## Excerpts from a location annotation dataset
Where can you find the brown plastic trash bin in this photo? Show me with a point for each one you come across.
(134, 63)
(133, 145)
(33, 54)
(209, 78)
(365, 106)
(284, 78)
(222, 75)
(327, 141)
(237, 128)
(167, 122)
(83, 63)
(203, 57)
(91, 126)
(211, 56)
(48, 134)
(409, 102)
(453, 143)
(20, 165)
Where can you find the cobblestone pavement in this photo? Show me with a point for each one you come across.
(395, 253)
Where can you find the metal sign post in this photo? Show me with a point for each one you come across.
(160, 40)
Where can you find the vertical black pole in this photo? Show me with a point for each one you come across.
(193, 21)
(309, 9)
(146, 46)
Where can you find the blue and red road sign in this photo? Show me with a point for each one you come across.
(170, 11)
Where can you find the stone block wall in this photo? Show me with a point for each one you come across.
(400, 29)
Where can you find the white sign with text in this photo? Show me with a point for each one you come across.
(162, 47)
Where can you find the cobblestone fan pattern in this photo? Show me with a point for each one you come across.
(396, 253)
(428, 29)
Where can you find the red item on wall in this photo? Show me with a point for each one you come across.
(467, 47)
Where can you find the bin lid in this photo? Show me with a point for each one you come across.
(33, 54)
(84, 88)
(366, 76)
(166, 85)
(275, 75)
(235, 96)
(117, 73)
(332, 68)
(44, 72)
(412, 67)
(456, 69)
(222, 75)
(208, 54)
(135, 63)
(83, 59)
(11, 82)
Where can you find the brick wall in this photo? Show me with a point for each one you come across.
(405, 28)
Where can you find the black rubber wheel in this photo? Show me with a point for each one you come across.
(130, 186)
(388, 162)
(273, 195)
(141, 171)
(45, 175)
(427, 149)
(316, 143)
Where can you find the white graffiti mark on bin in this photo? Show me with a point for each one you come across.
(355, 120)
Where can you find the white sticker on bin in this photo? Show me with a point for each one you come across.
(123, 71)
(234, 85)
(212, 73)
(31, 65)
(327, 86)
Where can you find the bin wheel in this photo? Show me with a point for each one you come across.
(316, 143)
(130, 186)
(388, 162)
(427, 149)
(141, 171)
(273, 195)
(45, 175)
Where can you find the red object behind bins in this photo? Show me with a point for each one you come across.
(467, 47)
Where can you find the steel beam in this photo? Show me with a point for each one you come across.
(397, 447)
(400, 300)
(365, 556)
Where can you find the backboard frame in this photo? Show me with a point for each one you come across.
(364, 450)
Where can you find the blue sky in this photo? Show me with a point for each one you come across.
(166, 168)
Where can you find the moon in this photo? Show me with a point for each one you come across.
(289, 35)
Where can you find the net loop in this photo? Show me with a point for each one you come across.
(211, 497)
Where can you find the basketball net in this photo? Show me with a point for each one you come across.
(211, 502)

## WHAT TO PRODUCE
Copy out every one of the entries above with no changes.

## WRITTEN ANSWER
Where can you find the brown plastic trash bin in this photo? Show me with a point for each one you come across.
(134, 63)
(133, 145)
(33, 54)
(209, 78)
(365, 106)
(284, 78)
(222, 75)
(327, 141)
(237, 128)
(167, 122)
(83, 63)
(203, 57)
(91, 126)
(211, 56)
(48, 134)
(409, 102)
(453, 143)
(20, 165)
Where can you find the cobblestone pavement in this photo? Show me with a point for each one you come across.
(395, 253)
Where can you find the metal sign post in this photo? Show me with a point for each one you come across.
(160, 40)
Where can you find the vertical black pole in this photo? Show me with a point for each one you come across.
(193, 21)
(309, 9)
(146, 46)
Where can you find the blue and red road sign in this photo? Show me with a point for each one you come across.
(170, 11)
Where can you find the stone block wall in this photo? Show me with a point for each one you come across.
(400, 29)
Where can you find the white sign with text in this photo? Show me with a point for each one you come across.
(162, 47)
Where can you find the cobblestone fan pattern in this photo? Show me with a point for each one you come across.
(396, 253)
(428, 29)
Where can you find the red item on wall in this photo? Show me with a point for each one you come across.
(467, 47)
Where can you find the bin lid in this photo? Show me with a point for each one you come across.
(33, 54)
(84, 88)
(366, 76)
(166, 85)
(275, 75)
(235, 96)
(117, 73)
(332, 68)
(44, 72)
(412, 67)
(456, 69)
(222, 75)
(208, 54)
(135, 63)
(83, 59)
(11, 82)
Where can you find the brick wall in this photo? Show me with a point for each one you come across.
(405, 28)
Where can you find the black rubber wheel in this photo? Show me with a point for each one you come across.
(130, 186)
(388, 162)
(273, 195)
(141, 171)
(45, 175)
(427, 149)
(316, 143)
Where can you find the white graffiti mark on bin in this photo? Show me with a point for each one you come across.
(355, 120)
Where can you find the white sticker on bin in this photo? Show me with a point for each one you come across.
(123, 71)
(234, 85)
(212, 73)
(31, 65)
(327, 86)
Where can you find the bin wheel in this photo? Show me with a point for each one you come across.
(316, 143)
(130, 186)
(388, 162)
(427, 149)
(141, 171)
(273, 195)
(45, 175)
Where can you find the red object behind bins in this photo? Show me with a point for each one you come across.
(467, 47)
Where can you find the steel beam in this photo? Show me with a point for each one you come across.
(397, 447)
(400, 300)
(365, 556)
Where can you find the backboard frame in this photo? Show me with a point for each one you come across.
(364, 450)
Where can you find the blue sky in this photo? Show me with a point for each one you come across.
(166, 168)
Where can you find the moon in this photo? Show me with a point for each one you come across.
(289, 35)
Where can you find the net loop in this photo? Show me with a point for each one you come across.
(211, 497)
Where can you find the basketball net in this photo? Show me with a point for each one you come across.
(211, 502)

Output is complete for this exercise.